[Source records]
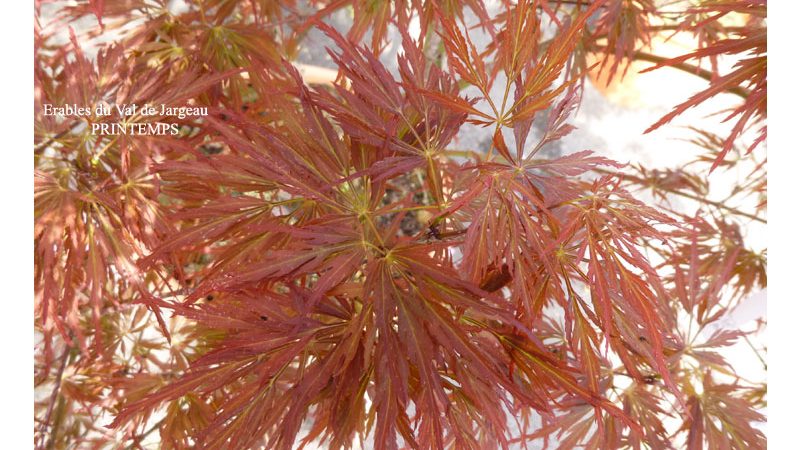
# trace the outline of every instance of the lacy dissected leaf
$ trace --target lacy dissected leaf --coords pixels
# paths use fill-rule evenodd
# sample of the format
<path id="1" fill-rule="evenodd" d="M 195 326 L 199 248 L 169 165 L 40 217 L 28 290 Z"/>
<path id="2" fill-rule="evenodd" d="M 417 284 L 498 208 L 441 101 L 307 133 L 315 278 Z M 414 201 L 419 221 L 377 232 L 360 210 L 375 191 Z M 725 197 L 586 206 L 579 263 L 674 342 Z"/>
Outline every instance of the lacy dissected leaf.
<path id="1" fill-rule="evenodd" d="M 599 17 L 591 24 L 593 42 L 588 47 L 597 45 L 602 51 L 600 70 L 608 70 L 608 83 L 611 83 L 621 64 L 624 65 L 624 77 L 636 51 L 650 45 L 651 21 L 657 12 L 652 0 L 603 2 Z"/>
<path id="2" fill-rule="evenodd" d="M 505 414 L 498 395 L 503 390 L 526 395 L 503 370 L 502 352 L 489 351 L 497 341 L 481 336 L 479 327 L 465 331 L 458 317 L 497 320 L 507 313 L 481 301 L 482 291 L 420 250 L 396 248 L 373 261 L 360 298 L 311 302 L 311 291 L 290 289 L 176 306 L 186 317 L 227 330 L 223 345 L 193 362 L 175 383 L 128 405 L 115 424 L 190 391 L 236 385 L 237 395 L 220 404 L 214 420 L 199 430 L 203 448 L 246 447 L 273 429 L 268 445 L 290 448 L 313 405 L 319 413 L 311 415 L 307 440 L 323 436 L 337 447 L 356 431 L 365 433 L 367 414 L 376 415 L 369 421 L 375 423 L 376 448 L 392 448 L 397 432 L 425 446 L 455 439 L 480 448 L 473 441 L 475 427 L 502 439 Z M 271 301 L 261 301 L 264 295 Z M 409 360 L 395 358 L 396 352 Z M 452 381 L 468 373 L 475 382 Z M 353 383 L 354 375 L 361 381 Z M 374 409 L 367 409 L 367 395 Z M 409 401 L 416 405 L 413 417 Z M 472 418 L 476 413 L 484 419 Z M 410 423 L 416 424 L 416 437 Z"/>
<path id="3" fill-rule="evenodd" d="M 736 302 L 758 287 L 766 287 L 765 252 L 744 247 L 739 226 L 722 219 L 685 217 L 691 228 L 674 236 L 671 257 L 674 295 L 687 312 L 695 311 L 698 324 L 719 317 L 723 298 Z M 677 255 L 686 255 L 678 258 Z M 732 288 L 731 293 L 729 289 Z"/>
<path id="4" fill-rule="evenodd" d="M 648 68 L 645 72 L 659 67 L 678 65 L 691 59 L 702 60 L 722 55 L 738 56 L 739 59 L 729 73 L 712 77 L 707 89 L 677 105 L 672 112 L 662 117 L 645 132 L 663 126 L 686 110 L 721 93 L 731 92 L 739 95 L 743 102 L 732 108 L 723 120 L 727 122 L 735 119 L 735 123 L 711 165 L 711 170 L 714 170 L 733 148 L 735 140 L 749 127 L 757 126 L 758 132 L 749 145 L 748 152 L 767 137 L 767 126 L 763 123 L 767 116 L 767 29 L 763 23 L 766 18 L 767 2 L 766 0 L 710 2 L 698 7 L 697 10 L 712 14 L 714 20 L 720 20 L 731 13 L 747 14 L 752 16 L 753 20 L 748 26 L 740 27 L 733 32 L 733 37 L 720 39 L 694 52 L 670 58 Z"/>
<path id="5" fill-rule="evenodd" d="M 706 373 L 703 392 L 689 400 L 691 418 L 681 430 L 687 432 L 687 449 L 766 448 L 766 437 L 753 422 L 764 417 L 737 394 L 733 384 L 718 384 Z"/>
<path id="6" fill-rule="evenodd" d="M 761 124 L 765 2 L 692 5 L 37 3 L 36 445 L 763 448 L 766 387 L 722 349 L 766 254 L 716 213 L 760 219 L 728 202 L 765 161 L 701 128 L 679 169 L 559 145 L 588 52 L 709 79 L 665 120 L 729 92 L 734 134 Z M 697 47 L 644 53 L 662 31 Z M 208 114 L 42 106 L 100 102 Z M 690 170 L 745 159 L 724 202 Z"/>

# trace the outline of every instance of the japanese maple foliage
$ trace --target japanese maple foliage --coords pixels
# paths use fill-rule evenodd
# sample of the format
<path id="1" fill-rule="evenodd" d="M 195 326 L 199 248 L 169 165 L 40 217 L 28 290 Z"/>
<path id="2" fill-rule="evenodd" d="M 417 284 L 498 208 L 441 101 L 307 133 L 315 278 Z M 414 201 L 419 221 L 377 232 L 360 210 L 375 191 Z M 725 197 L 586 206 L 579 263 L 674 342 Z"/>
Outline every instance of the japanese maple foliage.
<path id="1" fill-rule="evenodd" d="M 766 286 L 743 231 L 766 207 L 765 16 L 756 0 L 38 1 L 37 447 L 764 448 L 766 385 L 720 353 L 751 331 L 720 324 Z M 293 64 L 322 45 L 312 31 L 329 83 Z M 675 32 L 697 49 L 650 53 Z M 588 71 L 637 59 L 710 83 L 654 127 L 732 92 L 731 134 L 697 129 L 705 153 L 676 168 L 549 156 Z M 100 102 L 209 114 L 126 136 L 91 125 L 164 119 L 43 112 Z M 462 137 L 476 127 L 488 148 Z M 709 169 L 750 166 L 708 198 Z"/>

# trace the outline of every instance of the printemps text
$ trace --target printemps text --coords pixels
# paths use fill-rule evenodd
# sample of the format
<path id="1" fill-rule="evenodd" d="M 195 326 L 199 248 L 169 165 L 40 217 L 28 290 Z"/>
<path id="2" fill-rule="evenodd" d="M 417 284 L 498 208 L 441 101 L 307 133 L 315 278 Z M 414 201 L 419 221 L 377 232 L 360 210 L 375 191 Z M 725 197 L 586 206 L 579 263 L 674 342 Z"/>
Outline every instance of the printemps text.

• _TASK REQUIREMENTS_
Write out every entry again word for word, without any of the pictures.

• _FINAL ANSWER_
# trace the outline of every instance of the lacy dissected leaf
$ trace --target lacy dissected leaf --coords pixels
# paths use fill-rule evenodd
# sample of the format
<path id="1" fill-rule="evenodd" d="M 195 326 L 199 248 L 169 165 L 40 217 L 28 290 Z"/>
<path id="2" fill-rule="evenodd" d="M 417 284 L 498 208 L 441 101 L 307 133 L 315 278 Z M 414 201 L 419 221 L 377 232 L 360 210 L 375 191 Z M 725 197 L 586 206 L 579 263 L 674 342 Z"/>
Outline every instance of the lacy dissected leaf.
<path id="1" fill-rule="evenodd" d="M 599 17 L 591 24 L 593 42 L 588 47 L 597 45 L 602 51 L 600 70 L 608 70 L 608 83 L 611 83 L 621 64 L 624 65 L 624 77 L 636 51 L 650 45 L 651 21 L 657 12 L 652 0 L 603 2 Z"/>
<path id="2" fill-rule="evenodd" d="M 505 414 L 498 395 L 503 390 L 526 395 L 503 370 L 502 352 L 489 351 L 497 341 L 481 336 L 479 327 L 465 331 L 458 317 L 497 320 L 507 313 L 481 301 L 482 291 L 420 250 L 396 248 L 373 261 L 360 298 L 311 302 L 311 291 L 290 289 L 176 306 L 186 317 L 227 330 L 223 345 L 193 362 L 175 383 L 128 405 L 115 424 L 190 391 L 236 385 L 237 395 L 220 404 L 214 420 L 199 430 L 203 448 L 246 447 L 273 429 L 268 445 L 290 448 L 313 405 L 319 413 L 311 415 L 307 440 L 323 436 L 337 447 L 356 431 L 365 433 L 367 414 L 376 415 L 369 421 L 375 423 L 376 448 L 392 448 L 397 432 L 425 446 L 455 439 L 480 448 L 473 441 L 475 427 L 502 439 Z M 271 301 L 261 301 L 264 295 Z M 409 360 L 395 358 L 396 352 Z M 452 381 L 468 373 L 475 382 Z M 353 383 L 354 375 L 361 381 Z M 374 409 L 367 409 L 367 395 Z M 409 401 L 416 405 L 413 417 Z M 472 418 L 476 413 L 484 419 Z M 410 423 L 416 424 L 416 437 Z"/>
<path id="3" fill-rule="evenodd" d="M 736 302 L 758 287 L 766 287 L 765 252 L 744 247 L 739 226 L 722 219 L 685 217 L 691 228 L 674 236 L 671 257 L 674 295 L 687 312 L 695 311 L 698 324 L 719 317 L 723 298 Z M 677 255 L 686 255 L 678 258 Z M 732 288 L 731 293 L 729 289 Z"/>
<path id="4" fill-rule="evenodd" d="M 648 68 L 645 72 L 659 67 L 678 65 L 691 59 L 702 60 L 722 55 L 738 56 L 739 59 L 729 73 L 712 77 L 707 89 L 677 105 L 672 112 L 662 117 L 645 132 L 663 126 L 686 110 L 721 93 L 731 92 L 739 95 L 743 102 L 732 108 L 723 120 L 727 122 L 735 119 L 735 123 L 711 165 L 711 170 L 714 170 L 733 148 L 735 140 L 749 127 L 757 126 L 758 132 L 749 145 L 748 152 L 767 137 L 767 126 L 763 123 L 767 116 L 767 29 L 763 23 L 766 18 L 767 2 L 766 0 L 710 2 L 698 7 L 697 10 L 712 14 L 714 20 L 720 20 L 731 13 L 747 14 L 752 16 L 753 20 L 748 26 L 740 27 L 733 32 L 733 37 L 720 39 L 694 52 L 670 58 Z"/>
<path id="5" fill-rule="evenodd" d="M 706 373 L 703 392 L 689 400 L 691 418 L 681 430 L 687 432 L 687 449 L 766 448 L 766 437 L 753 422 L 764 417 L 737 394 L 733 384 L 718 384 Z"/>
<path id="6" fill-rule="evenodd" d="M 761 124 L 765 2 L 692 5 L 37 3 L 36 445 L 763 448 L 766 387 L 722 349 L 766 254 L 716 213 L 760 219 L 728 202 L 765 161 L 701 128 L 679 169 L 559 145 L 588 52 L 709 79 L 665 120 L 729 92 L 734 134 Z M 697 47 L 644 53 L 662 31 Z M 208 114 L 42 106 L 100 102 Z M 690 170 L 745 159 L 724 202 Z"/>

# trace the outline of every instance of the japanese maple foliage
$ trace --target japanese maple foliage --coords pixels
# paths use fill-rule evenodd
# sample of the format
<path id="1" fill-rule="evenodd" d="M 195 326 L 199 248 L 169 165 L 40 217 L 28 290 Z"/>
<path id="2" fill-rule="evenodd" d="M 417 284 L 498 208 L 441 101 L 307 133 L 315 278 Z M 414 201 L 419 221 L 377 232 L 360 210 L 375 191 Z M 725 197 L 586 206 L 579 263 L 674 342 Z"/>
Outline every instance of the japanese maple foliage.
<path id="1" fill-rule="evenodd" d="M 766 286 L 743 231 L 766 207 L 765 16 L 756 0 L 38 1 L 37 447 L 764 448 L 766 385 L 720 353 L 751 331 L 720 324 Z M 293 64 L 322 45 L 312 31 L 329 83 Z M 675 32 L 697 49 L 650 53 Z M 588 71 L 637 59 L 710 83 L 654 127 L 732 92 L 731 134 L 697 129 L 705 153 L 676 168 L 549 156 Z M 100 102 L 209 114 L 126 136 L 91 125 L 164 119 L 43 112 Z M 462 137 L 476 127 L 488 148 Z M 709 169 L 750 166 L 708 198 Z"/>

# trace the outline of every instance of the printemps text
$ trace --target printemps text --coords pixels
# paths use fill-rule evenodd
# sample of the format
<path id="1" fill-rule="evenodd" d="M 195 326 L 199 248 L 169 165 L 40 217 L 28 290 Z"/>
<path id="2" fill-rule="evenodd" d="M 417 284 L 498 208 L 441 101 L 307 133 L 315 278 Z M 414 201 L 419 221 L 377 232 L 360 210 L 375 191 Z M 725 197 L 586 206 L 579 263 L 674 342 Z"/>
Outline every instance of the printemps text.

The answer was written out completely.